Vos tâches =
- 1) D'après le fil de discussion sur les sondages Apple, avec quelle version d'iOS l'iPhone 3G se trouve-t-il abandonné ?
- 2) Reprenez le fil de discussion sur les sondages Apple à la suite de sa dernière ligne.

Extrait fourni =
○ ○ ○ ○ ○ ○ ○
Avec un système d&#8217;analyse des logs serveur, par un logiciel comme _awstats_, on pourrait par contre sans-doute en savoir plus sur les modèles utilisés&#8230;

Mais de toutes façon ce serait biaisé car un membre possédant tel ou tel iPhone|Pad|Pod touch ne s&#8217;en sert peut être jamais pour aller sur le site de macgé )


----------



## jfortias (12 Janvier 2011)

Une idée (actua dans le groupe industriel ou je bosse)..

Mac et les trés grandes entreprises ...

Pensez vou voir se développer des applications pour périphériques APPLE dans votre entreprises : 

- oui pour iphone
- oui pour ipod touch
- oui pour iPad
- oui sur mac
- non 

ou Sinon, 

Mac constitue-t-il une alternative aux machines de développement PC (multichoix)

- oui pour du Java 
- oui pour du C# (Monodevelop)
- oui pour les périphériques mobiles Apple (Ipad, Iphone, etc... avec X code)
- oui pour Adobe Flex et Flash
- oui pour du compiler MAC
- oui comme machine hote d'une virtualisation PC (Linux, Windows) 
- non 

Voilou


----------



## melaure (12 Janvier 2011)

Question qui va fâcher du monde, c'est sur !


----------



## Macuserman (13 Janvier 2011)

Que pensez-vous de l'abandon logiciel de l'iPhone 3G avec iOS 4.3?
-Honteux, je n'achète plus de téléphone chez eux.
-Normal, l'EDGE a subit le même sort quelques années avant.
-Normal, mais un peu tôt quand même.
○ ○ ○ ○ ○ ○ ○
Items extraits =
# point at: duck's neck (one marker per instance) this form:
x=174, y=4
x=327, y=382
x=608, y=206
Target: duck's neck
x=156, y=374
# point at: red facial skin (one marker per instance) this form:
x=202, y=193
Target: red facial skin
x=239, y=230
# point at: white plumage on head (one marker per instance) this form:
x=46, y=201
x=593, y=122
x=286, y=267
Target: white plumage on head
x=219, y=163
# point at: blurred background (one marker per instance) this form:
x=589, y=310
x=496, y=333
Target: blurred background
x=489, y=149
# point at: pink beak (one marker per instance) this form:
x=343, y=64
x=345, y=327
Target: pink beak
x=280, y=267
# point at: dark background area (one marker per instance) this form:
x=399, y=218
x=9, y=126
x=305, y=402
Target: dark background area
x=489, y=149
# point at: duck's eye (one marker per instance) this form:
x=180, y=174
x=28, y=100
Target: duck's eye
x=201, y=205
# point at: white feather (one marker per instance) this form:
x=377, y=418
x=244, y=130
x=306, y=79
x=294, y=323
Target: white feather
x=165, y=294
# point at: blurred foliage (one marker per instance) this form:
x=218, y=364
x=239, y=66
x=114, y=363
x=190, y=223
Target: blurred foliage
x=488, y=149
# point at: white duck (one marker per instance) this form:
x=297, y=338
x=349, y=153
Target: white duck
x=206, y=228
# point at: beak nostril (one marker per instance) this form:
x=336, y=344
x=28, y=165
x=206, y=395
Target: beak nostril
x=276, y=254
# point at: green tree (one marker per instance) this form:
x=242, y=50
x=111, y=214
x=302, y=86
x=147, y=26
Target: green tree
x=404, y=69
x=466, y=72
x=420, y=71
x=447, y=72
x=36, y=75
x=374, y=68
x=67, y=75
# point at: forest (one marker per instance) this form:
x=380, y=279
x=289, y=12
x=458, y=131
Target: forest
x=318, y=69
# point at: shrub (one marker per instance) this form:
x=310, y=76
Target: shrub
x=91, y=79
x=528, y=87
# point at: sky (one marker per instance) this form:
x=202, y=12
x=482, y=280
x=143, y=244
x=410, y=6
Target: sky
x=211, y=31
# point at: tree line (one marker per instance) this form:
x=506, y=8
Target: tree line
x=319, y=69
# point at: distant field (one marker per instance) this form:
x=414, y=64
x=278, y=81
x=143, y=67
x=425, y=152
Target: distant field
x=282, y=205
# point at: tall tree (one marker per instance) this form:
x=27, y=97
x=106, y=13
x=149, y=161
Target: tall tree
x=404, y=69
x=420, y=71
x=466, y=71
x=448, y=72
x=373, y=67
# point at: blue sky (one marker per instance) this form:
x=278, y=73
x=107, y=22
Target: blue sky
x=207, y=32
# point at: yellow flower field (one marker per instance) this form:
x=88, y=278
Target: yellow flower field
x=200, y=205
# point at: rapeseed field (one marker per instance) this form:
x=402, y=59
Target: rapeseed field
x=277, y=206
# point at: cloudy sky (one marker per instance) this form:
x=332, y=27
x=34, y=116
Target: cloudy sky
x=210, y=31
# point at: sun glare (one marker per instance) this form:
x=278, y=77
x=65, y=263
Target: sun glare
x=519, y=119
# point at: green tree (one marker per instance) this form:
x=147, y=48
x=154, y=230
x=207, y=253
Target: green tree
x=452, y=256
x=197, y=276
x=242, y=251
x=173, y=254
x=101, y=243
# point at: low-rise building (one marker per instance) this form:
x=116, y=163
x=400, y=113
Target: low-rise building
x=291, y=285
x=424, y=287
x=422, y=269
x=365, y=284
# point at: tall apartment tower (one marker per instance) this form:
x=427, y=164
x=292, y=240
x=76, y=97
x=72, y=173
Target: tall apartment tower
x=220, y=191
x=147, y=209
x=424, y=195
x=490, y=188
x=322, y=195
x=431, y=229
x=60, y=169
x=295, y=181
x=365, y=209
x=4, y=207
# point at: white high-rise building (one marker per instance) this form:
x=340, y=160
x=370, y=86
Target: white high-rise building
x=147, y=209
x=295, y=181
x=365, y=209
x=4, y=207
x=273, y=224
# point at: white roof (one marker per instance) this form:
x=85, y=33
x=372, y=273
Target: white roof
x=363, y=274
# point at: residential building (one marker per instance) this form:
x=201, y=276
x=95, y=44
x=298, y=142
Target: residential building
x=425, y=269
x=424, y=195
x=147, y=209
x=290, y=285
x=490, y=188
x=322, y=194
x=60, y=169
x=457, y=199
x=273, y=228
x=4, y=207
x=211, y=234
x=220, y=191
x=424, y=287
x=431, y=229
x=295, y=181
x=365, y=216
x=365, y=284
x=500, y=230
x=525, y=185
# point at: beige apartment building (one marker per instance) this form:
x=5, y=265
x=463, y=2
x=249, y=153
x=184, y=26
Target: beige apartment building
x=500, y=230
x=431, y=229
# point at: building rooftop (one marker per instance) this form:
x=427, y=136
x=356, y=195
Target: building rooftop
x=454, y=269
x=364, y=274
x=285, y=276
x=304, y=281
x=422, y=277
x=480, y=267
○ ○ ○ ○ ○ ○ ○
Corrigé des exercices =
- 1) Avec iOS 4.3.

- 2)
-J'ai un iPhone 3GS/4 alors je ne suis pas concerné.


----------



## HAL-9000 (14 Janvier 2011)

Est-ce que :

1/.
2/.
3/.
Ou 4/. et pourquoi ?


----------



## Rezv@n (21 Janvier 2011)

Quelles nouveautés attendez-vous d'iOS 5?

1. Les widgets.
2. Plus de personnalisation.
3. Possibilité d'essayer les applications avant de les acheter.
4. Des icônes dynamiques, comme sur WP7.
5. Rien de particulier.
Pour le reste, je vous laisse chercher...

Allez, un sondage à troll. :love:

Songez vous à changez votre iPhone pour un modèle concurrent?
1. Non, je garde mon iPhone.
2. Oui, un smartphone Android.
3. Oui, un Windows Phone 7. 
4. Oui, un Palm.
5. Oui, un BlackBerry.
6. Déjà fait.


----------



## Macuserman (22 Janvier 2011)

Content de voir que ma proposition a été retenue.


----------



## Leyry Hynemonth (28 Août 2011)

Par les temps qui courent, celle-ci s'impose, non ?

Votre vais sur le départ de Steve Jobs du Poste de COE : 

-Prématuré. 
-Il était temps. 
-J'ai retiré mes actions de Apple, c'est la fin de Apple. 
-Enfin Apple va pouvoir s'ouvrir d'avantage, et faire des produits plus accessibles financièrement, et gagner des parts de marché. 
-Ça ne changera rien.


----------



## LS Zaitsev (28 Août 2011)

Idée de sondage:

Travaillez-vous avec plusieurs écrans ?

- Non, jamais.
- Un second à l'occasion.
- Toujours 2 écrans.
- 3 écrans, c'est mon poste de travail.
- Plus encore.
- Je préfère un seul grand, que deux petits.


----------



## JustTheWay (28 Août 2011)

quel temps fera t-il demain ? 

- Oui
- Non

Votre disque dur est-il rempli ? 

Utilisez vous réellement la puissance de votre MAC ?


----------



## arturus (29 Août 2011)

Que préférez-vous ? écran mat ou écran brillant ?

Le départ de Steve jobs va t-il se traduire par une plus grande écoute envers la communauté afin d'avoir une option mat et un mac pro mini à 1300-1500 euros ?

Arrivez-vous à répondre à nos sondages sur igénération ?
1) oui
2) non

... parce que moi je peux pas sous safari, meme en ayant fait un reset.

Qui va gagner Secret Story ?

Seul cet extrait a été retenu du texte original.